■ **Text section**:
At the top of Figure 1, the five creoles appear close together, and the Kabuverdianu creole varieties of Sotavento and Barlavento occur especially close together. Papiamentu is also close to the Kabuverdianu and Guinea-Bissau Creole, which is consistent with studies that show the historical relations between Papiamentu and the Upper Guinea creoles, especially between Papiamentu and Kabuverdianu (for the relationship between Papiamentu and Kabuverdianu, e.g. Jacobs 2012; Freitas 2016). Santome, a Gulf of Guinea creole, appears somewhat separate from the Upper Guinea creoles (Guinea-Bissau Creole and Kabuverdianu) and Papiamentu. The normalized distances representing proximity between Santome and the other creoles are: Guinea-Bissau Creole = 0.07, Kabuverdianu (Sotavento) = 0.26, Papiamentu = 0.41. However, the connection between Santome and the other creoles shown in the network is less certain, because a significant amount of data for this language is missing (over 50% of the features), in comparison with the other language varieties. We also ran a similar analysis (57 dialectal features) in which we removed Santome from the language set, to test the effect of this language in the outcome. The major difference was that the group of creole languages clustered more closely, and was more distant from the other groups. The result was otherwise similar to the tree in Figure 2.

Figure 2
Figure 2

Split tree of a Neighbour-Joining Tree of 45 morphosyntatic dialectal features of 15 language varieties.

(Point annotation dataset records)
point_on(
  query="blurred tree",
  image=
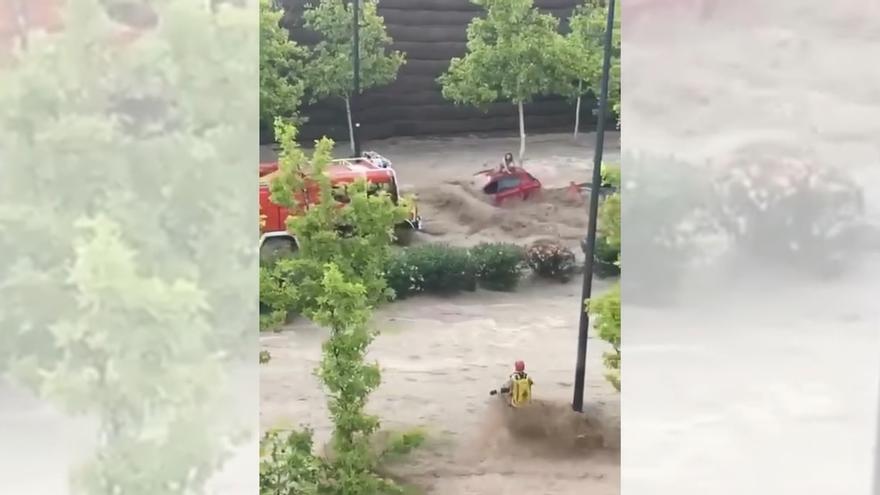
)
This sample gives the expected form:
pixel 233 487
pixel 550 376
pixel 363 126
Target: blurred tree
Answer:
pixel 282 70
pixel 331 71
pixel 514 54
pixel 129 260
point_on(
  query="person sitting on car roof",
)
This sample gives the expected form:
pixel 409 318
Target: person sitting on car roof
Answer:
pixel 519 386
pixel 508 164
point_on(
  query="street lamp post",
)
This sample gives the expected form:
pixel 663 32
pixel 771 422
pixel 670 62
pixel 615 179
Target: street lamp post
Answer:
pixel 356 67
pixel 586 290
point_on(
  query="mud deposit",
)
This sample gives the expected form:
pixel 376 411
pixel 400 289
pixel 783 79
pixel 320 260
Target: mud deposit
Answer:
pixel 440 357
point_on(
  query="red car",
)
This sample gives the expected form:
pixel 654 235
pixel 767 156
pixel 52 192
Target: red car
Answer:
pixel 504 184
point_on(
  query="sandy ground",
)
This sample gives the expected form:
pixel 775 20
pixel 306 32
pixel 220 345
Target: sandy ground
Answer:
pixel 439 358
pixel 757 382
pixel 438 171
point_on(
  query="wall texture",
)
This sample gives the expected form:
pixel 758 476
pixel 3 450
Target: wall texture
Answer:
pixel 430 32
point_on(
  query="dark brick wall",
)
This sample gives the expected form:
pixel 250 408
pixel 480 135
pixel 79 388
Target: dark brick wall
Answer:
pixel 430 32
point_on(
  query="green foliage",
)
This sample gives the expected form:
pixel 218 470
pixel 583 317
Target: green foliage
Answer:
pixel 403 276
pixel 586 39
pixel 608 226
pixel 611 176
pixel 331 73
pixel 282 69
pixel 514 53
pixel 126 247
pixel 401 444
pixel 605 310
pixel 551 260
pixel 334 280
pixel 498 265
pixel 442 268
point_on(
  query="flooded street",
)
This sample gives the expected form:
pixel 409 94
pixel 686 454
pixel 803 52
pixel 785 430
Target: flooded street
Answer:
pixel 439 358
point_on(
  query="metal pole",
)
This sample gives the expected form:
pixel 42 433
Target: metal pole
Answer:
pixel 876 480
pixel 586 290
pixel 356 67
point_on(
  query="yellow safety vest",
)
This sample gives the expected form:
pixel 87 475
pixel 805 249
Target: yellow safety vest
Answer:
pixel 520 390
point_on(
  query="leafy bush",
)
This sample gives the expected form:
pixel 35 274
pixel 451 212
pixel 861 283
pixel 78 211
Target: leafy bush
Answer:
pixel 551 260
pixel 498 265
pixel 443 268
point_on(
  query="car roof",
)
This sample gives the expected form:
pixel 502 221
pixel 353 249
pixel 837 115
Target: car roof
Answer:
pixel 346 169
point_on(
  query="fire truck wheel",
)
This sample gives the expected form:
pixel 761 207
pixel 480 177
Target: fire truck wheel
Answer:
pixel 276 248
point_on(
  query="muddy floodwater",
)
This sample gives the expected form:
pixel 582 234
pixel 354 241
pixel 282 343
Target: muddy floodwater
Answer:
pixel 439 358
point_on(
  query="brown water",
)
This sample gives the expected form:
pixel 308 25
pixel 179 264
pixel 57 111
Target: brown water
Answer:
pixel 439 358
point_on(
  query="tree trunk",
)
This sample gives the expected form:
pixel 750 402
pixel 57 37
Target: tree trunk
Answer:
pixel 577 112
pixel 350 125
pixel 522 133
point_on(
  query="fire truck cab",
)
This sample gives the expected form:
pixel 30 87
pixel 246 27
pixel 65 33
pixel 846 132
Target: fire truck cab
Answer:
pixel 275 238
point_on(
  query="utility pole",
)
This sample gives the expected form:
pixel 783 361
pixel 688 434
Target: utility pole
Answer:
pixel 356 67
pixel 586 290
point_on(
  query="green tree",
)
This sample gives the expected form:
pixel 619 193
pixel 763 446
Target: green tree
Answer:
pixel 606 307
pixel 282 69
pixel 340 273
pixel 127 265
pixel 514 54
pixel 331 71
pixel 586 40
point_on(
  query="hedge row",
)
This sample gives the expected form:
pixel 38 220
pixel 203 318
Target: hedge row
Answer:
pixel 429 268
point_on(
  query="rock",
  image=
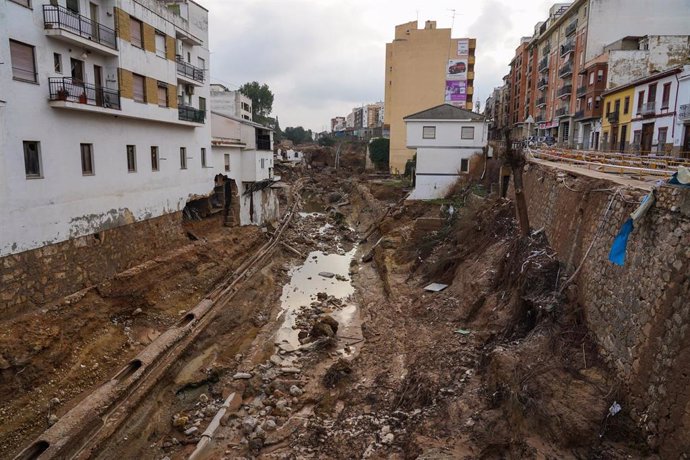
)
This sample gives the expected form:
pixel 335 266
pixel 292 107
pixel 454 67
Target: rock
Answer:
pixel 296 391
pixel 248 424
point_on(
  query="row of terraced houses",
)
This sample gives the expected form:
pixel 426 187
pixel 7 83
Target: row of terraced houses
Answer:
pixel 601 74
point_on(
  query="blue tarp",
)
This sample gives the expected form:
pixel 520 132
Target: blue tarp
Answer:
pixel 617 253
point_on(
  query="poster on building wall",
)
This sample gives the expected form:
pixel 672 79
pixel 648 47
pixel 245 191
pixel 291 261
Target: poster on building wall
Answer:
pixel 463 47
pixel 456 91
pixel 457 69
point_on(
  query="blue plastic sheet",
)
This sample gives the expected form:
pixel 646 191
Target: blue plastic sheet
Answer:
pixel 620 244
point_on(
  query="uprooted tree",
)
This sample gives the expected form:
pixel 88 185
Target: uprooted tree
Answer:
pixel 516 160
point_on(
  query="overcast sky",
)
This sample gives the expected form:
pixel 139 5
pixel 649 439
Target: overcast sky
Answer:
pixel 321 58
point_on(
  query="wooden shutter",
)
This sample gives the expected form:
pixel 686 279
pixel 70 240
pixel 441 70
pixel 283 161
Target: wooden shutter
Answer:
pixel 23 64
pixel 139 92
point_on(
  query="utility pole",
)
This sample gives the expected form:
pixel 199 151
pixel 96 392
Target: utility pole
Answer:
pixel 516 160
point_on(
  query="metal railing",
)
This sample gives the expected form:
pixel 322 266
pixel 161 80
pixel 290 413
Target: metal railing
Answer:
pixel 565 90
pixel 187 113
pixel 188 70
pixel 59 17
pixel 648 108
pixel 71 90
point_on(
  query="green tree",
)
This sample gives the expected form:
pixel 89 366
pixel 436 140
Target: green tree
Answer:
pixel 262 100
pixel 379 150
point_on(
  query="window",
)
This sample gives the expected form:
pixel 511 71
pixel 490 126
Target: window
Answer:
pixel 87 159
pixel 139 88
pixel 73 6
pixel 136 31
pixel 665 95
pixel 23 62
pixel 160 44
pixel 154 158
pixel 162 94
pixel 429 132
pixel 32 159
pixel 183 157
pixel 57 62
pixel 640 101
pixel 131 158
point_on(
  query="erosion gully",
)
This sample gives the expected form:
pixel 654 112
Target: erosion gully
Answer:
pixel 265 354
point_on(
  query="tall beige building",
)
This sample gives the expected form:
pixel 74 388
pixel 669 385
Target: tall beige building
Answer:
pixel 424 68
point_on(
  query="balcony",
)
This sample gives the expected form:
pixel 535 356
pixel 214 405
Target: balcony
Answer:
pixel 566 70
pixel 647 109
pixel 187 113
pixel 565 90
pixel 572 27
pixel 188 71
pixel 70 91
pixel 684 112
pixel 74 28
pixel 544 64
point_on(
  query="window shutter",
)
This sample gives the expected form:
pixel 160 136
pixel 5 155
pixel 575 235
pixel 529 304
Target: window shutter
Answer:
pixel 139 92
pixel 23 64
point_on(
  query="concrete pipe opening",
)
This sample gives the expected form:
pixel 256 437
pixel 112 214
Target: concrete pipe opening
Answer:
pixel 34 451
pixel 128 370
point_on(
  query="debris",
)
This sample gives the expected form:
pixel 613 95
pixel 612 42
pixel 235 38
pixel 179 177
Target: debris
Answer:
pixel 435 287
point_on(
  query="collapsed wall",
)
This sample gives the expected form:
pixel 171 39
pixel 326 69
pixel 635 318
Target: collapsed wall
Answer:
pixel 42 275
pixel 638 313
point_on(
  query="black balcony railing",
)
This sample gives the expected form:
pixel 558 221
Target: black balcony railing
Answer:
pixel 71 90
pixel 58 17
pixel 571 28
pixel 188 70
pixel 565 90
pixel 187 113
pixel 566 70
pixel 544 64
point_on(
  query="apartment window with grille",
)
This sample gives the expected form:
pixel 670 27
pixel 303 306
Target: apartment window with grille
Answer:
pixel 665 95
pixel 57 62
pixel 183 157
pixel 139 88
pixel 32 159
pixel 87 166
pixel 154 158
pixel 23 62
pixel 131 158
pixel 136 32
pixel 429 132
pixel 162 94
pixel 160 44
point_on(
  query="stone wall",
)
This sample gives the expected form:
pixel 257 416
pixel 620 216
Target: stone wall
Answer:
pixel 639 313
pixel 35 277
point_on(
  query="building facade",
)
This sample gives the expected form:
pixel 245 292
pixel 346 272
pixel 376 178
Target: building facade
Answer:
pixel 103 120
pixel 424 68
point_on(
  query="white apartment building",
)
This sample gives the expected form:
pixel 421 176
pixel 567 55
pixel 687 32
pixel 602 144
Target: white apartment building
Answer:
pixel 243 155
pixel 230 102
pixel 104 115
pixel 445 138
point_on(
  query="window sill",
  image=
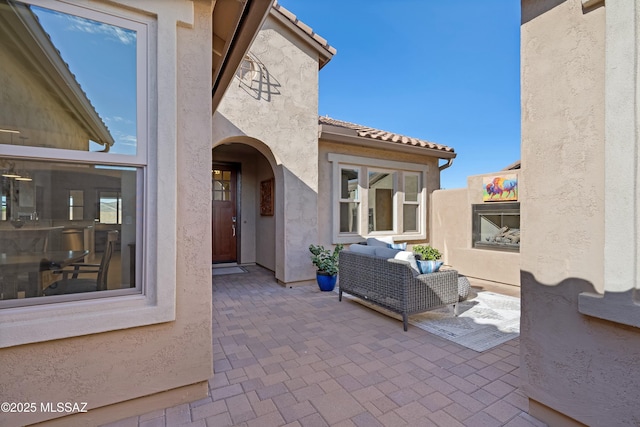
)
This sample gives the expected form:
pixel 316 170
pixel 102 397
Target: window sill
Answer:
pixel 615 307
pixel 32 324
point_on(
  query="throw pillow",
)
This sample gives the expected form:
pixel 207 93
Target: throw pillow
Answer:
pixel 363 249
pixel 385 252
pixel 429 266
pixel 379 241
pixel 411 259
pixel 401 246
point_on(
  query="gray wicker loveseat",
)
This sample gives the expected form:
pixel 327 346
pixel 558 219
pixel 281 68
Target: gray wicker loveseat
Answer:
pixel 395 285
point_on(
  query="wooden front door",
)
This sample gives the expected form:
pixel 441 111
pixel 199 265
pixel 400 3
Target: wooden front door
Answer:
pixel 224 216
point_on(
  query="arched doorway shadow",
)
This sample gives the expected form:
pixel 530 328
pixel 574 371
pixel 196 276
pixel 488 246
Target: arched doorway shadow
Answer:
pixel 254 229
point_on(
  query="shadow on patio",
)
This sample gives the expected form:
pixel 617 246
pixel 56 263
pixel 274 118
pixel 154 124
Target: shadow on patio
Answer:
pixel 298 357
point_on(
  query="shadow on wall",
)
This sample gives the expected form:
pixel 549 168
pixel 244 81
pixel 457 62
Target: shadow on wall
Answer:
pixel 536 9
pixel 256 80
pixel 581 366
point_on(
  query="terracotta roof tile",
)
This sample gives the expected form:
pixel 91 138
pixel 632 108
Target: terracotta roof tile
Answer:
pixel 304 27
pixel 381 135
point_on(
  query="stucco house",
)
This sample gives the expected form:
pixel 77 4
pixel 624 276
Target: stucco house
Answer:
pixel 198 142
pixel 330 181
pixel 145 342
pixel 580 336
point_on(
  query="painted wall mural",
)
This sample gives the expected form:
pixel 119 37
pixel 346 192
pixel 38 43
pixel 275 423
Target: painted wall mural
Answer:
pixel 500 188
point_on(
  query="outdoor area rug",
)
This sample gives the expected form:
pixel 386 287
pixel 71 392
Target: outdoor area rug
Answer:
pixel 485 320
pixel 219 271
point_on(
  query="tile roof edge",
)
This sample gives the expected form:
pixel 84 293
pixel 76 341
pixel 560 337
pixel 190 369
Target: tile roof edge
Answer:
pixel 381 135
pixel 304 27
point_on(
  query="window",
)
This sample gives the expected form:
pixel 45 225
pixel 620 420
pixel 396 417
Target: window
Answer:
pixel 376 197
pixel 411 206
pixel 349 201
pixel 76 205
pixel 75 125
pixel 53 110
pixel 110 207
pixel 380 195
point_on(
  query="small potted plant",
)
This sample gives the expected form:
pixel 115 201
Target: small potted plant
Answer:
pixel 430 258
pixel 326 261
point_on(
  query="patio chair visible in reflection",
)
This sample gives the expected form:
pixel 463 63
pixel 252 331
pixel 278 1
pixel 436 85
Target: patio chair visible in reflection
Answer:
pixel 72 284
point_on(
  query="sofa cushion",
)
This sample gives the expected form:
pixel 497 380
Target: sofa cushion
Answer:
pixel 429 266
pixel 400 255
pixel 385 252
pixel 411 259
pixel 363 249
pixel 379 241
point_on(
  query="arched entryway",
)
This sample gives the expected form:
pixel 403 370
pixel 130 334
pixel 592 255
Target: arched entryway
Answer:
pixel 245 200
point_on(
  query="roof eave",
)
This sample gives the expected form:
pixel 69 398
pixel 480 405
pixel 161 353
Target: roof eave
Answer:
pixel 325 53
pixel 349 136
pixel 253 15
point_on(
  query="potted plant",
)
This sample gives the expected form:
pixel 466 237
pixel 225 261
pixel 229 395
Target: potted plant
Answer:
pixel 326 261
pixel 430 256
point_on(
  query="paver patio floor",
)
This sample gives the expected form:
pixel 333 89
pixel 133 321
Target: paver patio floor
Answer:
pixel 299 357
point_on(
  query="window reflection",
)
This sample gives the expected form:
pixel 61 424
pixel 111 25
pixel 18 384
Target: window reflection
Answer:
pixel 39 238
pixel 381 213
pixel 67 82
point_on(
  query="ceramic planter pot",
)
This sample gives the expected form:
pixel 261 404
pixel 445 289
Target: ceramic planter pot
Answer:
pixel 326 282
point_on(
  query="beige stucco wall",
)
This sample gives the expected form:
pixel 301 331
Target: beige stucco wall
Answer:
pixel 577 365
pixel 326 200
pixel 280 110
pixel 107 368
pixel 451 228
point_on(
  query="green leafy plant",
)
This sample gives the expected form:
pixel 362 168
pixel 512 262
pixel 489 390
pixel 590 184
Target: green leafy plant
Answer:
pixel 427 252
pixel 325 260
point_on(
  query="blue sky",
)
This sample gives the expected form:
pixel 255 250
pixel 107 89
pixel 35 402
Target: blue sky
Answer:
pixel 103 59
pixel 445 71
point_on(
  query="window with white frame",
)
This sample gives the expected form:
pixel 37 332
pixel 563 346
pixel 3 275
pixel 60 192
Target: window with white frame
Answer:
pixel 76 113
pixel 70 118
pixel 375 197
pixel 349 201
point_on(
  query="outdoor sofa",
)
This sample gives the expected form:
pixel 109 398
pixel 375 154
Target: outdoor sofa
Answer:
pixel 390 279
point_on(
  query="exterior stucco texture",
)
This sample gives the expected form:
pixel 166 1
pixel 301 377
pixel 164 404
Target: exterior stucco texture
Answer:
pixel 576 365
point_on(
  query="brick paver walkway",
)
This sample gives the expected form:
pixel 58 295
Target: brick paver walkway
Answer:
pixel 298 357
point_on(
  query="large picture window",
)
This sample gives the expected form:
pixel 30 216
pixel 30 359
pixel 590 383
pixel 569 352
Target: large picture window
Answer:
pixel 80 150
pixel 68 129
pixel 375 197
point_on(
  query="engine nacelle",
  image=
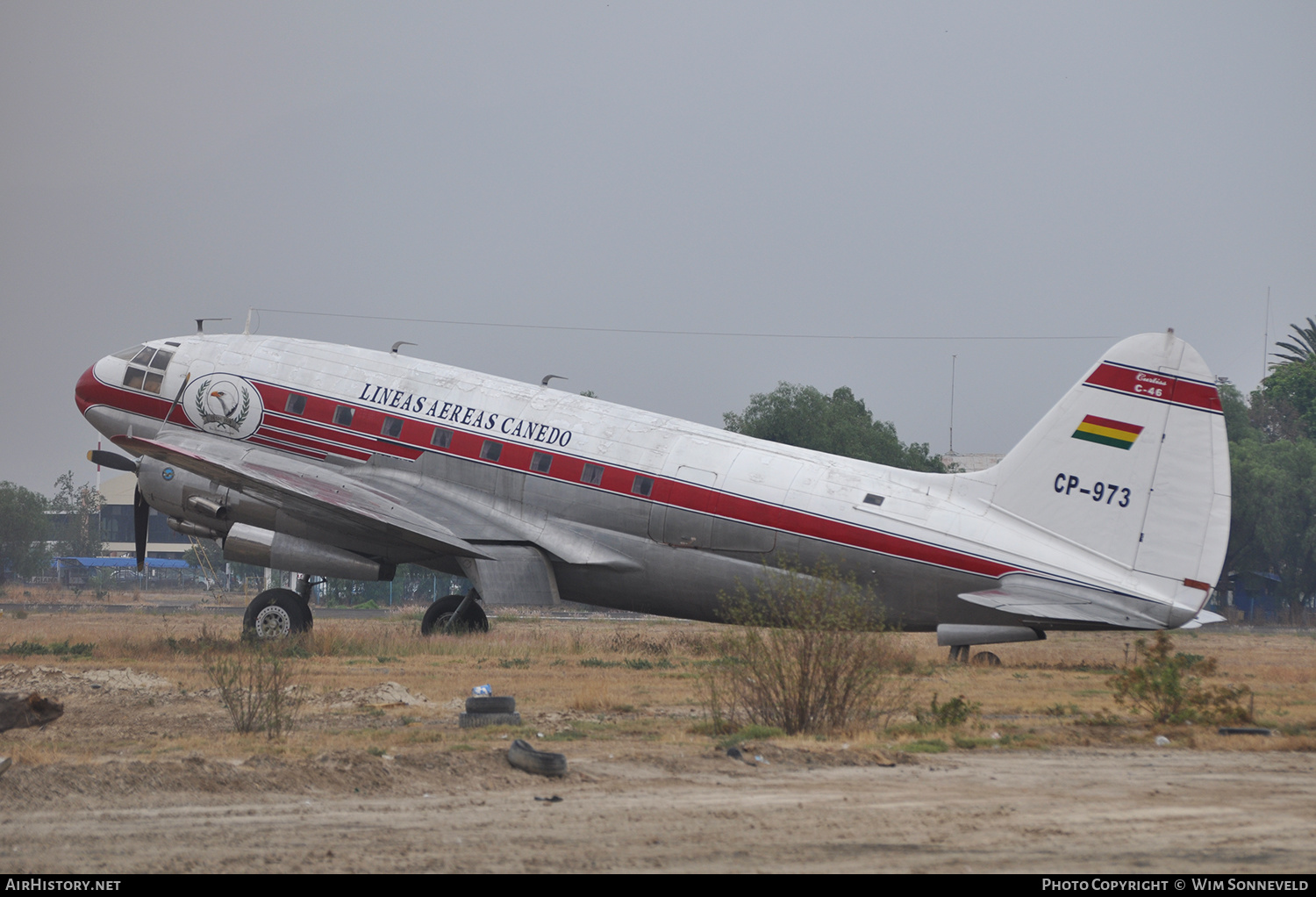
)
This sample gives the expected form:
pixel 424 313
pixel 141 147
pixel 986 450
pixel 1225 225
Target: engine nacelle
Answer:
pixel 247 544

■ **Required work**:
Can you continue the passage on the creole language varieties from where it stops?

■ **Task output**:
Spoken Lisbon Portuguese appears relatively close to spoken Standardized Brazilian Portuguese (SBP) and Cape Verdean Portuguese (CVP), followed by Luanda Portuguese and then Libolo Portuguese. The position of SBP in the network shows that SBP tends to be closer to Lisbon Portuguese than to Brazilian vernacular Portuguese varieties, even though only spoken language data is considered in this study. The proximity of CVP to SBP and Lisbon Portuguese corresponds to the findings of recent studies that note the use of Portuguese mainly as an L2 variety in Cape Verde (a non-nativized variety), and to the use of European Portuguese as a referential variety for CVP speakers (Alexandre 2018). However, there is an increase in the use of Portuguese in a wider range of communicative contexts in Cape Verde, where only Kabuverdianu was used previously (Lopes & Oliveira 2018). In contrast with the situation in Cape Verde, Portuguese is spoken as L1 variety in Angola (for studies on varieties of Portuguese spoken in Angola, e.g. Inverno 2011; Figueiredo & Oliveira 2013). The Luanda Portuguese variety appears closer to the more standard varieties (Lisbon, SBP and CVP) than Libolo Portuguese does, which is expected, due to their sociolinguistic settings: Libolo Portuguese is a rural variety, and Luanda Portuguese is spoken in the capital of Angola.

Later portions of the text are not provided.